YOUR INSTRUCTIONS:
Take the line that contains "find earring, then" as the first line and the final line of the records as the last; return exactly those lines and the lines between.

^^^^^^^^

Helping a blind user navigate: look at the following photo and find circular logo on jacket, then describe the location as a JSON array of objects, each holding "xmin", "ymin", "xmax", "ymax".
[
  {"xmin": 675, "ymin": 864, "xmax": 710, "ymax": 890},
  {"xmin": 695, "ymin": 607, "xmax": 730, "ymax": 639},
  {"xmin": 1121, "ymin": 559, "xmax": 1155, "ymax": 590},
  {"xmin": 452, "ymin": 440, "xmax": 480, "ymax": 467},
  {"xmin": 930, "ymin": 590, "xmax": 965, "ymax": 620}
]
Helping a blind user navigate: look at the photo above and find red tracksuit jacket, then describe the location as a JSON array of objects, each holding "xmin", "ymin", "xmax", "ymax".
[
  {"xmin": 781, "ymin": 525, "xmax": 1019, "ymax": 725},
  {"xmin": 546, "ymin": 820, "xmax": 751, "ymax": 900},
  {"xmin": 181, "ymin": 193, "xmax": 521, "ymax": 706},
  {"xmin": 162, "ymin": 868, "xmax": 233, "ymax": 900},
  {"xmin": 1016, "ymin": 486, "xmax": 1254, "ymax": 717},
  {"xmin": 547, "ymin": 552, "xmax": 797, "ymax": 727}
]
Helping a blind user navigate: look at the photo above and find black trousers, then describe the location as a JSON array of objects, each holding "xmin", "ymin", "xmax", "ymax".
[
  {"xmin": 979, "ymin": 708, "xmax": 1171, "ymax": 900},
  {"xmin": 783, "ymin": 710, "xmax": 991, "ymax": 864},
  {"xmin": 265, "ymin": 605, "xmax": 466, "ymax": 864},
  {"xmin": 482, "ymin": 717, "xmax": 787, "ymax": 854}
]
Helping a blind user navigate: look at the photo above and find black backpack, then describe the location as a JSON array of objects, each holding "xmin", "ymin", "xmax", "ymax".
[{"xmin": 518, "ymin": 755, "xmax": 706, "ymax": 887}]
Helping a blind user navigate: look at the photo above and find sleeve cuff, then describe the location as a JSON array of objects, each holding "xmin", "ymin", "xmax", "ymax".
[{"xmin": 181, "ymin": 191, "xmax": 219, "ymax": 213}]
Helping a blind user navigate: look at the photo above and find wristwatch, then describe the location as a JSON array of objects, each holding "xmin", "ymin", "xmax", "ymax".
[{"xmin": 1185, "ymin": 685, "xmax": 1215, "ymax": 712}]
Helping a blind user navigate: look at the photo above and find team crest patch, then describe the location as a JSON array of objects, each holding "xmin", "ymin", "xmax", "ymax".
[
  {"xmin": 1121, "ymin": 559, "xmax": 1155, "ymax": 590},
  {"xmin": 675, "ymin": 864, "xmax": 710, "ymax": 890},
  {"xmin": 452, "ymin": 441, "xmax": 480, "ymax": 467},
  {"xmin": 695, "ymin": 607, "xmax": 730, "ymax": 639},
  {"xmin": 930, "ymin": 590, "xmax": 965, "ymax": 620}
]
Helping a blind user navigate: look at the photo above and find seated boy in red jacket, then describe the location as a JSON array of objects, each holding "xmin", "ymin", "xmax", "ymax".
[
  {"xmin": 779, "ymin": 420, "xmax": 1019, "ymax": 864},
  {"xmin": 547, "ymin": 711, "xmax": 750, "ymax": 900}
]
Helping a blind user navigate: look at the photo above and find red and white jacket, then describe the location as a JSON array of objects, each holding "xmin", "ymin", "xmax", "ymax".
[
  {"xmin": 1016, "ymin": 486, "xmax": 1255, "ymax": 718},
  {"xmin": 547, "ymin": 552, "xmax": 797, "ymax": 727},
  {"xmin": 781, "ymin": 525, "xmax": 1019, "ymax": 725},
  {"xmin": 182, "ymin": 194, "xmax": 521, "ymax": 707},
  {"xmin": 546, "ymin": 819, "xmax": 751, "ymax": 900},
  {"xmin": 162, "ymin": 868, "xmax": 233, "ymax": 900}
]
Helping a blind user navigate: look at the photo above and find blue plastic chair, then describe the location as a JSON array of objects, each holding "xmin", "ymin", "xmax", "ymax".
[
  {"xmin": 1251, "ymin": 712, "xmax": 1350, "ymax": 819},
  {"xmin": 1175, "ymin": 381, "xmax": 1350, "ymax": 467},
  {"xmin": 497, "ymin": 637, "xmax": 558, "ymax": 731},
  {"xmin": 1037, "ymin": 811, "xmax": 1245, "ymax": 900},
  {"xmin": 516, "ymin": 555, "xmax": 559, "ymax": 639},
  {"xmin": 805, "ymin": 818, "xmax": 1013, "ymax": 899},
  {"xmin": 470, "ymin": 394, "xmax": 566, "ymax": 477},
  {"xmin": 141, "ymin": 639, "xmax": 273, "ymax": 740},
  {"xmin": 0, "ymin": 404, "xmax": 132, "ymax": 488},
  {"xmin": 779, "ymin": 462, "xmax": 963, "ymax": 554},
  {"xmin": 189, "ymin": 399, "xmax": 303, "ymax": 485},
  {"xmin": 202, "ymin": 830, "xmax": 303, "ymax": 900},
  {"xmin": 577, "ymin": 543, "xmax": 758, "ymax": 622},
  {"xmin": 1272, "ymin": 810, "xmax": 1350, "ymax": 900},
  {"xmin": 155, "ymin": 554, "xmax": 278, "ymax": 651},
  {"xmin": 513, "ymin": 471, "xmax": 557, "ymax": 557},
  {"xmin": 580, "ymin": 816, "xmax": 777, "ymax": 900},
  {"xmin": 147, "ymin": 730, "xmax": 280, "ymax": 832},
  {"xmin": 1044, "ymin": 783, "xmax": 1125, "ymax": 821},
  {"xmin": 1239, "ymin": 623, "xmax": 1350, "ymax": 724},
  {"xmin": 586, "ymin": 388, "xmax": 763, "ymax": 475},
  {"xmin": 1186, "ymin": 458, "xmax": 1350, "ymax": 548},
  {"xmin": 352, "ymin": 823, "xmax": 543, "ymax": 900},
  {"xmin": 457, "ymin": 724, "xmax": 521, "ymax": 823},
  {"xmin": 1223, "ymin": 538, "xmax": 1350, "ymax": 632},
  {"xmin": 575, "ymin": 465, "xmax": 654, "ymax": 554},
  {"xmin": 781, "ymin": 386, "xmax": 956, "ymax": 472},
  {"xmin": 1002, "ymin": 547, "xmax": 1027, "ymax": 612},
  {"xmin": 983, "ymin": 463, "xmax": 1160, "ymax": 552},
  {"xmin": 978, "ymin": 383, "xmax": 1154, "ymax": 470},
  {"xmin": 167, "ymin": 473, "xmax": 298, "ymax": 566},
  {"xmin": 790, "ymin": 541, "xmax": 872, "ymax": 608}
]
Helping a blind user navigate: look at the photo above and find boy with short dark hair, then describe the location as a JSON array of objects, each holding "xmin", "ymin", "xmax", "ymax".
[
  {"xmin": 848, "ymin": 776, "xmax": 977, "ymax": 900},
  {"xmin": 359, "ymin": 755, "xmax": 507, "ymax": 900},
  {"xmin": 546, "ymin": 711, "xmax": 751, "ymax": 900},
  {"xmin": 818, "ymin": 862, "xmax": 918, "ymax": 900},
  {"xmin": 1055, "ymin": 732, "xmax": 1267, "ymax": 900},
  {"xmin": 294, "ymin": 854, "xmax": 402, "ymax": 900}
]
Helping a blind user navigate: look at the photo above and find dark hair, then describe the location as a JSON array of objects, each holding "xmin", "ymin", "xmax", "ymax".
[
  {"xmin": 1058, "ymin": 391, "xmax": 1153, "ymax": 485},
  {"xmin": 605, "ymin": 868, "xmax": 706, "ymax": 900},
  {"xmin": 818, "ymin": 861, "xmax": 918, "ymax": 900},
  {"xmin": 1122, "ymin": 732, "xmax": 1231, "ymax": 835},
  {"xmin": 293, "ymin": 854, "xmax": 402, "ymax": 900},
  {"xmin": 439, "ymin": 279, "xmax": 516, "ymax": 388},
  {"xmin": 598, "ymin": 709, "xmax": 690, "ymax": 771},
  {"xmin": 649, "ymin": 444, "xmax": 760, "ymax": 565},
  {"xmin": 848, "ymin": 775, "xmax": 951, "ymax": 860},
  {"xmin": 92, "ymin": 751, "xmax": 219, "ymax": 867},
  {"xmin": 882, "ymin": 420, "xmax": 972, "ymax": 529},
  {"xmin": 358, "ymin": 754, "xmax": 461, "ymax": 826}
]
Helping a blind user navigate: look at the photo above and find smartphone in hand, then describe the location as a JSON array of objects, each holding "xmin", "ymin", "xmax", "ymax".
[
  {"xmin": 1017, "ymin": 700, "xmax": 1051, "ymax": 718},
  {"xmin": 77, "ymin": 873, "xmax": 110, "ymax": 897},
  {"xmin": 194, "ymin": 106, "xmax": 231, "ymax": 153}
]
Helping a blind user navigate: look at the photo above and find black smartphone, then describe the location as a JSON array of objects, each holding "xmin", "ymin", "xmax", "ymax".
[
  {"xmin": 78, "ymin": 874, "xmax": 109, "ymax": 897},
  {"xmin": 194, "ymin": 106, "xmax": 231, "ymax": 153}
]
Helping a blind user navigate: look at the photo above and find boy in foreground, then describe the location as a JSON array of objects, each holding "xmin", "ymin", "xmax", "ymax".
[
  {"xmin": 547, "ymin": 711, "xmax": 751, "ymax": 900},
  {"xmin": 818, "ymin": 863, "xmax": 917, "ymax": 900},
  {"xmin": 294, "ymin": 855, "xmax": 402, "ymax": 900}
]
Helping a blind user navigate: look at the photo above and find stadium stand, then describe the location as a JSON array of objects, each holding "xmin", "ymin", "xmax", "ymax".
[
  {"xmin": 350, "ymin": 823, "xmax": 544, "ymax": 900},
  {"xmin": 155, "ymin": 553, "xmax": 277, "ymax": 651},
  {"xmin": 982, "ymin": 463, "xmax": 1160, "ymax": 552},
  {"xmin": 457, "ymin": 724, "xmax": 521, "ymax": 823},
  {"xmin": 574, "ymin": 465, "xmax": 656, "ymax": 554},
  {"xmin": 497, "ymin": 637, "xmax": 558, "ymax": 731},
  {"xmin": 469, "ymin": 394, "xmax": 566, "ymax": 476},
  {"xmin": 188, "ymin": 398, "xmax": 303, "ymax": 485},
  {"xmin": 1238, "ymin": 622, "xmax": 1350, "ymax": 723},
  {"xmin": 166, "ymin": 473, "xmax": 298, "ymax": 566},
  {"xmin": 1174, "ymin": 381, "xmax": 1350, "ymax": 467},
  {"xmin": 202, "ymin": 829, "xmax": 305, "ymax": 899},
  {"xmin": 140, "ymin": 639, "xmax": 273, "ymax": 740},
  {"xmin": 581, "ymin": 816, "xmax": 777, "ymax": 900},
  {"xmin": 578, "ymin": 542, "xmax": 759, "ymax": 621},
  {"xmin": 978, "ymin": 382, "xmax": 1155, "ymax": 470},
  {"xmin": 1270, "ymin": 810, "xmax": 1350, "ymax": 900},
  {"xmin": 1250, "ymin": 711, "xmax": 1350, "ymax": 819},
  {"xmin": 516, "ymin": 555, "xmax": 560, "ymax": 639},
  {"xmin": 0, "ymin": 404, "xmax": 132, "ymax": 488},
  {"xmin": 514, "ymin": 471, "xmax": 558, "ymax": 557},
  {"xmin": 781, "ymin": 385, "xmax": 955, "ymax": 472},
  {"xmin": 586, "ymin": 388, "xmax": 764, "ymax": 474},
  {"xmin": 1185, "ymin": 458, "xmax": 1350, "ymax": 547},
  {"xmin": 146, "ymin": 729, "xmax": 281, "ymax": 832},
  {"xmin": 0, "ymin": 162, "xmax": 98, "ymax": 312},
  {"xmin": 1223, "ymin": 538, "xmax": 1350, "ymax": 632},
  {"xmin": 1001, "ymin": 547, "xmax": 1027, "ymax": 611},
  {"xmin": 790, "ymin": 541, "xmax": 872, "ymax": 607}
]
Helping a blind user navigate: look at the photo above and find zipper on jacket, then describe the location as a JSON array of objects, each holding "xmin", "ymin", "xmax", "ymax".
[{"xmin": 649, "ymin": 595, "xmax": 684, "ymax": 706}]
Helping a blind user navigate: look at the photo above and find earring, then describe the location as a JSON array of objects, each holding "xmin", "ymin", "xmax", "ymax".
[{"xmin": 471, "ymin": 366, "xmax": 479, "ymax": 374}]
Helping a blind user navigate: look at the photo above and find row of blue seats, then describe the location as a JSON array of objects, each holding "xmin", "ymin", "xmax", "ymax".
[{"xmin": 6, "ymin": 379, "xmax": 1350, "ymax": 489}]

^^^^^^^^

RESULT OF THE TASK:
Helping a blind user navigate: look at the photo above and find earring, then describe the location as a JSON array of objects, each holding "xmin", "ymin", "xmax", "ymax".
[{"xmin": 471, "ymin": 366, "xmax": 479, "ymax": 374}]
Helping a blind user navigate: look at the photo above and find row of blue seats, then describe the location as a JSON array of objects, each holding "xmin", "ymin", "xmax", "ymax".
[{"xmin": 6, "ymin": 379, "xmax": 1350, "ymax": 489}]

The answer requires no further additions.